Set problem 1 >> Output the records in the stretch from the line containing "Annotation task — tag each instance of the display" through the line containing "pixel 294 163" as a two-column CSV with the columns request and answer. Give one row per request, put each field in quotes, and replace line breaks with spaces.

Start of Page text

In 1901, Buffet de la Gare de Lyon first opened its’ doors amid sumptuous art nouveau décor. Ornate carvings, moldings, gilding, and imposing chandeliers highlighted frescoes and murals of cities and scenery viewed from PLM trains as they headed south and east. The restaurant offered tranquility, character, and a place for travelers to spend a refined break. In Fisher’s words, it was “all that was opulently cheerful, generously vulgar and delightful about la Belle Époque.”

In 1963, the restaurant was renamed Le Train Bleu in reference to the French Riviera destinations.

Fisher’s early arrival gave her the luxury of time for a leisurely breakfast or lunch. In the 1960s, she believed that the fresh bread served in Le Train Bleu was the best she had tasted since before WWII. For petit déjeuner she always had “bread and butter, Parma ham, and a half-bottle of brut champagne…”, which she thought a bit expensive, but enjoyed all the same.

End of Page text
Start of Recorded data

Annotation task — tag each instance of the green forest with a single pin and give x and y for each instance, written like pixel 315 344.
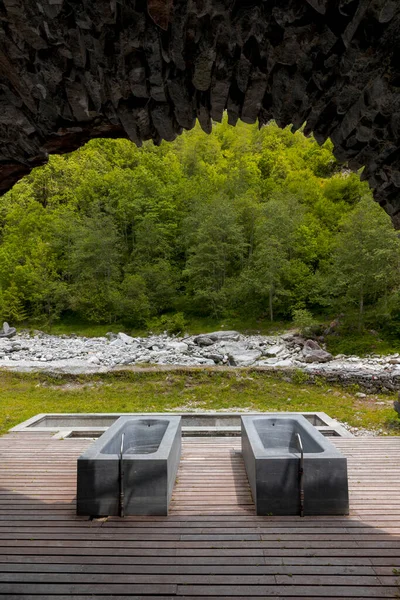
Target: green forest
pixel 245 223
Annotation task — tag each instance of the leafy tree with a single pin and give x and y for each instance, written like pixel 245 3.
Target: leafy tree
pixel 366 259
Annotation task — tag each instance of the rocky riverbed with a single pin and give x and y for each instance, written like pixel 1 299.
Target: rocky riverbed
pixel 288 352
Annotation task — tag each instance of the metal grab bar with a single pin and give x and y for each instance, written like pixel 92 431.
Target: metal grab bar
pixel 301 473
pixel 121 478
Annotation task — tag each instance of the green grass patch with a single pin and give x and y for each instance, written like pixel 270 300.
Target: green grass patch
pixel 24 395
pixel 361 344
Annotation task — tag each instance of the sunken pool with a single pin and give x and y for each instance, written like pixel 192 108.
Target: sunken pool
pixel 284 483
pixel 131 468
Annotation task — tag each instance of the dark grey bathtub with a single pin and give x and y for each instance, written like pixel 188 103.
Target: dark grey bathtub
pixel 152 449
pixel 272 459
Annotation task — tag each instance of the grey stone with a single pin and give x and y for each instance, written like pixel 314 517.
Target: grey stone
pixel 111 335
pixel 272 461
pixel 152 449
pixel 312 352
pixel 7 331
pixel 203 340
pixel 273 350
pixel 127 339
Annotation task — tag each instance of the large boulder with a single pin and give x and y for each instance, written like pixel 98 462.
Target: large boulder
pixel 312 352
pixel 7 331
pixel 207 339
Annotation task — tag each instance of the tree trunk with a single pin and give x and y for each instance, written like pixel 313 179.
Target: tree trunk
pixel 271 311
pixel 361 310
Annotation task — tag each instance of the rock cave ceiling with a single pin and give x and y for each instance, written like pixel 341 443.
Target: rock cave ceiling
pixel 71 70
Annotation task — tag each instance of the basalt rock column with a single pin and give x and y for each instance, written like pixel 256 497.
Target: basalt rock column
pixel 70 71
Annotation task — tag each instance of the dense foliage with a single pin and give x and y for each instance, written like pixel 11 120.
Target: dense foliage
pixel 243 221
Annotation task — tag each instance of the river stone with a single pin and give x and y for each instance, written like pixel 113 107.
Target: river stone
pixel 127 339
pixel 273 350
pixel 177 346
pixel 243 357
pixel 203 340
pixel 7 331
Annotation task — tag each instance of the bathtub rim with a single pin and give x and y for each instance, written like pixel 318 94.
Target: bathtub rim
pixel 260 452
pixel 94 452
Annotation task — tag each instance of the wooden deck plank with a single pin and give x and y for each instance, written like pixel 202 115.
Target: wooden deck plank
pixel 211 545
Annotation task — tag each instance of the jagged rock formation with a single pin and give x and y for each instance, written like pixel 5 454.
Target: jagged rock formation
pixel 142 69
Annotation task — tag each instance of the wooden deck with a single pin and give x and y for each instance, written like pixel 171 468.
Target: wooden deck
pixel 212 545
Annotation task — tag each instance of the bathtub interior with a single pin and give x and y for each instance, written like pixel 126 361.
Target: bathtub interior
pixel 142 436
pixel 280 435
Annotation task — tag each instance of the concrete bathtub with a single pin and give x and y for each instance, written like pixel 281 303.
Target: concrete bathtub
pixel 272 460
pixel 152 450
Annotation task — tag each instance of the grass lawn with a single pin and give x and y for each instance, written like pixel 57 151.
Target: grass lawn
pixel 24 395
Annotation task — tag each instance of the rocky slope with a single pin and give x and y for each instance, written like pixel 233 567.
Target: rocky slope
pixel 73 354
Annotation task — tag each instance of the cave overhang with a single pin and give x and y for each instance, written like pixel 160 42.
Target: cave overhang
pixel 147 70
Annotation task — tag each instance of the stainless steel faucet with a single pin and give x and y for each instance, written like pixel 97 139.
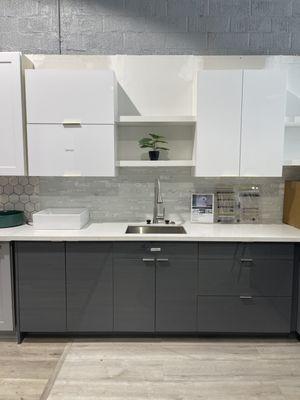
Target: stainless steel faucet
pixel 158 209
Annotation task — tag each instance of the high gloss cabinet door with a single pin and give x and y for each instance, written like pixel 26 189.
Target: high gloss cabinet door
pixel 176 290
pixel 218 123
pixel 12 159
pixel 56 96
pixel 6 316
pixel 41 286
pixel 82 150
pixel 263 113
pixel 89 287
pixel 134 294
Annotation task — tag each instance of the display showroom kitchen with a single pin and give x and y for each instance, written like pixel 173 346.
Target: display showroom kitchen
pixel 150 199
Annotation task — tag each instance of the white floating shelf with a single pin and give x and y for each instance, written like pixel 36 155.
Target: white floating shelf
pixel 292 124
pixel 143 120
pixel 163 163
pixel 294 163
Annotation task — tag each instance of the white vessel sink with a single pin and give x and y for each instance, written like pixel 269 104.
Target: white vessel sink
pixel 61 218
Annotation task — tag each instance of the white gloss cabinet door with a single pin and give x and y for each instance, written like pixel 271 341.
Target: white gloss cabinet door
pixel 218 123
pixel 81 150
pixel 58 96
pixel 6 313
pixel 12 159
pixel 262 138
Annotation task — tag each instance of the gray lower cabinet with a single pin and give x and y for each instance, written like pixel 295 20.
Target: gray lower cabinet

End of Recorded data

Set problem 2 >> In the passage about the Gare de Lyon buffet, in what year was the restaurant renamed Le Train Bleu?

Complete output 1 >>
request,answer
"Annotation task — tag each instance of the display showroom kitchen with a single pin and give x and y for each instance, written like pixel 173 346. Target: display showroom kitchen","pixel 150 199"
"Annotation task — tag each instance of the white floating shelf with a single pin and give x and y for each instance, written like pixel 36 155. Target: white floating shelf","pixel 292 124 pixel 143 120 pixel 163 163 pixel 294 163"

Complete output 2 >> 1963